▸ **데이터 발췌**:
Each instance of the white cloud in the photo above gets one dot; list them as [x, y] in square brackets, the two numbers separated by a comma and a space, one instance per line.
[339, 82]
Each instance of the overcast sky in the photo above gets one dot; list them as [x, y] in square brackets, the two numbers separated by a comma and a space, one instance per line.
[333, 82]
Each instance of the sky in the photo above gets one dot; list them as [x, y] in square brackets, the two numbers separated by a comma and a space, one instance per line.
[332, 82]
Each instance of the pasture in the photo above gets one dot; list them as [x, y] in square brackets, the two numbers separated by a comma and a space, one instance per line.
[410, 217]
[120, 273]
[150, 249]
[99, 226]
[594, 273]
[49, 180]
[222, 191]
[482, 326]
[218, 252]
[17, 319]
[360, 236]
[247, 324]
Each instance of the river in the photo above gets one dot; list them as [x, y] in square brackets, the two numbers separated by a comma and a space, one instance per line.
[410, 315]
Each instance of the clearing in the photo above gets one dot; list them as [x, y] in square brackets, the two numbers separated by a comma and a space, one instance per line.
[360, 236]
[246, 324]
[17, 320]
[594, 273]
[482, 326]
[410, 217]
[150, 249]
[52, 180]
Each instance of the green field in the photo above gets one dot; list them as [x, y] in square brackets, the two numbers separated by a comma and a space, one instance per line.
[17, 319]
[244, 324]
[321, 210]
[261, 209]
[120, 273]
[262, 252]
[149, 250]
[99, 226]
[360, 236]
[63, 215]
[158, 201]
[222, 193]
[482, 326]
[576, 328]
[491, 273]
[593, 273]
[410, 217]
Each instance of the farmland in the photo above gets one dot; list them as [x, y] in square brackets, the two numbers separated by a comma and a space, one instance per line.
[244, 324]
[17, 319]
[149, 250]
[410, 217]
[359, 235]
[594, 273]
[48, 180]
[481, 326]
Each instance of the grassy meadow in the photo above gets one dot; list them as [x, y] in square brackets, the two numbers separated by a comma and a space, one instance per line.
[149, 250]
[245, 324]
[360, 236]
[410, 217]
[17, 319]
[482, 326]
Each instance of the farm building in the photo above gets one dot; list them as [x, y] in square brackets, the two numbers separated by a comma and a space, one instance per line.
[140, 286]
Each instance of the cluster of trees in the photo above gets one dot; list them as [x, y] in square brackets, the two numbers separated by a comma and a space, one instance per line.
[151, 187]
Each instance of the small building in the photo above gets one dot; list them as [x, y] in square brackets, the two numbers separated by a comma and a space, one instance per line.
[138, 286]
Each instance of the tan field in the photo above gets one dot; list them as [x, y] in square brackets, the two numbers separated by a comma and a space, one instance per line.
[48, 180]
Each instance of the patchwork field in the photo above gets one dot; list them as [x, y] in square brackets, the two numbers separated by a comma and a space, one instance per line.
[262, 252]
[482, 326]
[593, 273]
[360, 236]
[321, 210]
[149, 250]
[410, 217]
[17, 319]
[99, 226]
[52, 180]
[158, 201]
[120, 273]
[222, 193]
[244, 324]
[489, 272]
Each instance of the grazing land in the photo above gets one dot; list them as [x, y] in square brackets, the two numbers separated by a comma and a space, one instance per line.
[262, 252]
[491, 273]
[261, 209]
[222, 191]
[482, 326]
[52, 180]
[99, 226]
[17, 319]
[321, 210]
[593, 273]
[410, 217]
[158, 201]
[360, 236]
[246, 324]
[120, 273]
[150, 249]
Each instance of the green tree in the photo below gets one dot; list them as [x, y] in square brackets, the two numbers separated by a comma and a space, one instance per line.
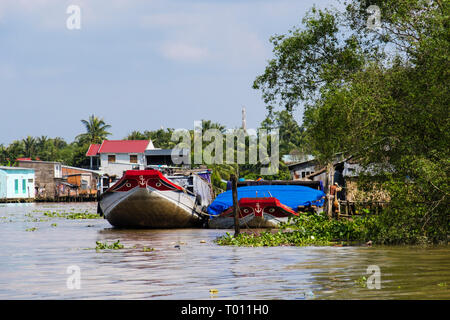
[380, 95]
[96, 131]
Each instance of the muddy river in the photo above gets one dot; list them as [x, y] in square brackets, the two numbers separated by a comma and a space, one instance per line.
[46, 256]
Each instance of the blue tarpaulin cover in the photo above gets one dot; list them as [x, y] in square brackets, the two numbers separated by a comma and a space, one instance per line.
[289, 195]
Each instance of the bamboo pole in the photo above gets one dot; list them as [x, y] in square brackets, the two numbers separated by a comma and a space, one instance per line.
[233, 179]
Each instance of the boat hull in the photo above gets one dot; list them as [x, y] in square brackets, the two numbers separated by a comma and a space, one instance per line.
[138, 203]
[254, 213]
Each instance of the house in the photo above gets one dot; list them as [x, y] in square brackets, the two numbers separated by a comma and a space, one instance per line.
[300, 169]
[16, 183]
[48, 177]
[83, 182]
[116, 156]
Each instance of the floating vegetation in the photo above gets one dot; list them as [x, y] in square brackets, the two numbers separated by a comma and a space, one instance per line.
[361, 281]
[267, 238]
[104, 245]
[304, 230]
[72, 215]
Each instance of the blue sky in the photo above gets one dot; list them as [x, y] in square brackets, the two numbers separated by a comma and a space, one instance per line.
[139, 65]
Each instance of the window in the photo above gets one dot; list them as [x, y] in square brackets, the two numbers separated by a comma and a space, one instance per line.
[58, 171]
[133, 158]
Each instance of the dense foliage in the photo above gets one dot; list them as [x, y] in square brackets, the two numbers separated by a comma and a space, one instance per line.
[379, 94]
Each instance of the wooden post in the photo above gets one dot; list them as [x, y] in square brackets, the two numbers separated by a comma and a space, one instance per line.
[233, 179]
[330, 171]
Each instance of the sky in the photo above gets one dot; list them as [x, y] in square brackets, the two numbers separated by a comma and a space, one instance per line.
[138, 64]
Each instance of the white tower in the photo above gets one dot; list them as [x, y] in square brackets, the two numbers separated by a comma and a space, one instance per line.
[244, 123]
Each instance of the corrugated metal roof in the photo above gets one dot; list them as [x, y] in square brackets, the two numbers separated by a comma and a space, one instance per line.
[15, 168]
[124, 146]
[93, 150]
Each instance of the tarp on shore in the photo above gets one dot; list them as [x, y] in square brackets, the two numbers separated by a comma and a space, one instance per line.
[289, 195]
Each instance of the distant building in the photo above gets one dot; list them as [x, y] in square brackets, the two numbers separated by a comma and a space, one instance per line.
[113, 157]
[116, 156]
[301, 169]
[83, 181]
[16, 183]
[48, 176]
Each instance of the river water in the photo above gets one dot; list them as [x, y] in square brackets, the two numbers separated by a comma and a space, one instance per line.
[187, 264]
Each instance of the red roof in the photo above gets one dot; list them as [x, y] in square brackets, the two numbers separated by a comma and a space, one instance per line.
[27, 159]
[123, 146]
[93, 150]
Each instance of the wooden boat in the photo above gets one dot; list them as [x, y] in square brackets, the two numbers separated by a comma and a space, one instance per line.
[149, 199]
[265, 212]
[282, 202]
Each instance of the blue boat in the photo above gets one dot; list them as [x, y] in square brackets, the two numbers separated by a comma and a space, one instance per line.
[263, 206]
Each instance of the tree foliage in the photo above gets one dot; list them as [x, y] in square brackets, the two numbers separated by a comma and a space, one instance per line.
[380, 95]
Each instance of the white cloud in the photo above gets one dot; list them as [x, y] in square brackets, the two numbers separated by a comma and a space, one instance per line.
[183, 52]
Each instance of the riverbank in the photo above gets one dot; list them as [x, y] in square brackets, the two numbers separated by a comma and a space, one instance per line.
[40, 242]
[317, 229]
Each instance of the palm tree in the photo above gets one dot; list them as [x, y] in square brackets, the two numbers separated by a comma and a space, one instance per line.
[29, 146]
[95, 130]
[136, 135]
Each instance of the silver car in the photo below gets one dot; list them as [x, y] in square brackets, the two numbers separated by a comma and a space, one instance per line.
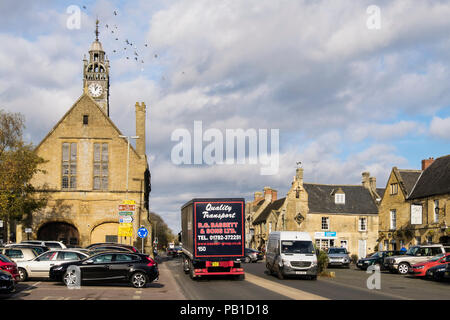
[19, 254]
[338, 257]
[40, 266]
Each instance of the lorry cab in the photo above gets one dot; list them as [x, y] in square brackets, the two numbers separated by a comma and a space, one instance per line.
[291, 253]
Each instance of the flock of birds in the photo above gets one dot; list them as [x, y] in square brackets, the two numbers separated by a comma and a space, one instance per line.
[130, 49]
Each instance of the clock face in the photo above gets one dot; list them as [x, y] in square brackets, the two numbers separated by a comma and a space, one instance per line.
[95, 90]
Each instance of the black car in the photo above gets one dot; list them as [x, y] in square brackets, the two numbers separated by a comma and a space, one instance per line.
[136, 268]
[7, 282]
[376, 258]
[106, 244]
[39, 249]
[438, 272]
[110, 248]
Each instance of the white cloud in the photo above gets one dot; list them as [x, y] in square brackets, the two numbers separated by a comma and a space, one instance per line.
[440, 128]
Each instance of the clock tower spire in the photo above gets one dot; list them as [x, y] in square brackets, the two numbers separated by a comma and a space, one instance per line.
[96, 74]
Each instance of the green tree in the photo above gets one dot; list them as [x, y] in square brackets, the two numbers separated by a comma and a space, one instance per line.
[18, 164]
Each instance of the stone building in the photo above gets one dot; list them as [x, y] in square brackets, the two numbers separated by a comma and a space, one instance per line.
[91, 168]
[334, 215]
[415, 205]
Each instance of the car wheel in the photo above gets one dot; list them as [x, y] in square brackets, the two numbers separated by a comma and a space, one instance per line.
[403, 268]
[138, 280]
[280, 274]
[70, 278]
[23, 275]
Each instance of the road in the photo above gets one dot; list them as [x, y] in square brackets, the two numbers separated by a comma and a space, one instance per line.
[348, 284]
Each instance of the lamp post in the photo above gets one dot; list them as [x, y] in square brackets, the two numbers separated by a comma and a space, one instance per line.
[128, 163]
[128, 155]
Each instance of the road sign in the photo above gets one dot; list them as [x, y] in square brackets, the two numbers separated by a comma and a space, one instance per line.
[126, 219]
[127, 207]
[142, 232]
[125, 230]
[126, 213]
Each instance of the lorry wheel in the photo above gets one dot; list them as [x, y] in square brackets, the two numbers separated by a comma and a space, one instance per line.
[403, 268]
[280, 274]
[185, 265]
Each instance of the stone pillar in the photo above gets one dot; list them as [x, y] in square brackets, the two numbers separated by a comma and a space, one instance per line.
[140, 128]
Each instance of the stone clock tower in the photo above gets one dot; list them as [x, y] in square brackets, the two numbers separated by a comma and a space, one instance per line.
[96, 74]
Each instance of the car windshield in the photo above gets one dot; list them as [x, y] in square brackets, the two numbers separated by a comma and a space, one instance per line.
[297, 247]
[4, 258]
[436, 258]
[337, 251]
[412, 251]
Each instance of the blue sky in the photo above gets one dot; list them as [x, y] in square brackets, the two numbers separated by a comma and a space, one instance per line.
[345, 99]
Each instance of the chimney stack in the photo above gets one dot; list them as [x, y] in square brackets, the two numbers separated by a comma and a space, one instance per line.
[426, 163]
[140, 128]
[258, 196]
[270, 194]
[366, 180]
[373, 183]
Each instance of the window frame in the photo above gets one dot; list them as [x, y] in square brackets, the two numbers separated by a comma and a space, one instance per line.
[101, 163]
[325, 222]
[71, 165]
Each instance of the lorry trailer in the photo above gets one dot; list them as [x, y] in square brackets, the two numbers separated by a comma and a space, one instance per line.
[213, 236]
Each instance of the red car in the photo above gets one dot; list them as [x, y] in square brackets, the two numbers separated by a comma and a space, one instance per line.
[10, 266]
[420, 269]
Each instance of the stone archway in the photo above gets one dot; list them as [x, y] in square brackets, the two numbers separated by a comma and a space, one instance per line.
[105, 232]
[59, 231]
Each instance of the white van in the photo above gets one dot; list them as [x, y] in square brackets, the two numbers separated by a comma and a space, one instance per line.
[291, 253]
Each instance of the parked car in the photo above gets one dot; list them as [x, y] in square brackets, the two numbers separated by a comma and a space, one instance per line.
[10, 266]
[339, 257]
[50, 244]
[377, 258]
[437, 273]
[7, 282]
[420, 269]
[109, 248]
[251, 255]
[38, 248]
[415, 254]
[175, 251]
[291, 253]
[102, 244]
[19, 254]
[136, 268]
[39, 267]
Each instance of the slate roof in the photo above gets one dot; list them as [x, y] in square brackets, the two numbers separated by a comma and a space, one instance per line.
[266, 212]
[380, 192]
[409, 179]
[358, 199]
[435, 180]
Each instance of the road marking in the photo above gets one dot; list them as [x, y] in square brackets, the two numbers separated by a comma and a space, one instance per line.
[284, 290]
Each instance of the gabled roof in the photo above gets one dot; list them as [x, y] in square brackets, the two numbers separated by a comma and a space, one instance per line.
[276, 205]
[434, 180]
[84, 96]
[407, 179]
[358, 199]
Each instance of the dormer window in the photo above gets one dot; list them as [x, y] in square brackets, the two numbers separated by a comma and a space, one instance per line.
[339, 198]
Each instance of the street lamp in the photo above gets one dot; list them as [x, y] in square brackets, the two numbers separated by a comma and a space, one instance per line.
[128, 155]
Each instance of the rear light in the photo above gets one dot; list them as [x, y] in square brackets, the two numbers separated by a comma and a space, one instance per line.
[151, 262]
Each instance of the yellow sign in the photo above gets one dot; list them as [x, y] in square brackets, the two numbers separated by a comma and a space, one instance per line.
[125, 230]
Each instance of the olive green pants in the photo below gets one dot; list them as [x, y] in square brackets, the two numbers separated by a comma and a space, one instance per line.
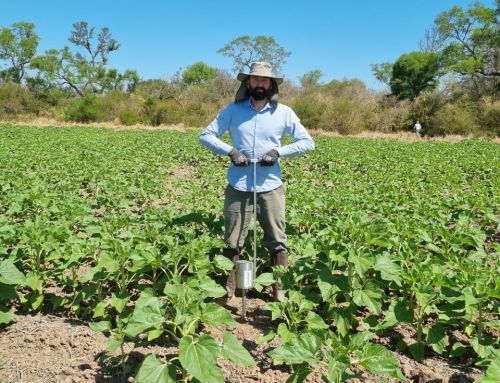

▸ **과제 목표**: 위 데이터에서 단어 "stone"가 포함된 줄을 걸러 내어 하나도 빠짐없이 옮겨 적으세요. 대소문자를 구분합니다.

▸ **과제 정답**:
Each instance of the stone building in the photo above gets one dot; list them as [x, y] in square brackets, the two numbers separated by a comma and a space, one instance per line.
Each instance of the stone pillar in the photo above gets one dot; list them as [x, y] in square brackets, the two numbers separated by a comma and a space, one instance per line.
Each instance of the stone clock tower in the photo above gets one dot; list them as [x, y] in square brackets, the two numbers separated by a comma and a space, one instance per line.
Each instance of the stone archway in the photo above gets one dot; list them as [x, y] in square brackets, the two numbers separated by a comma and a space, one instance per line.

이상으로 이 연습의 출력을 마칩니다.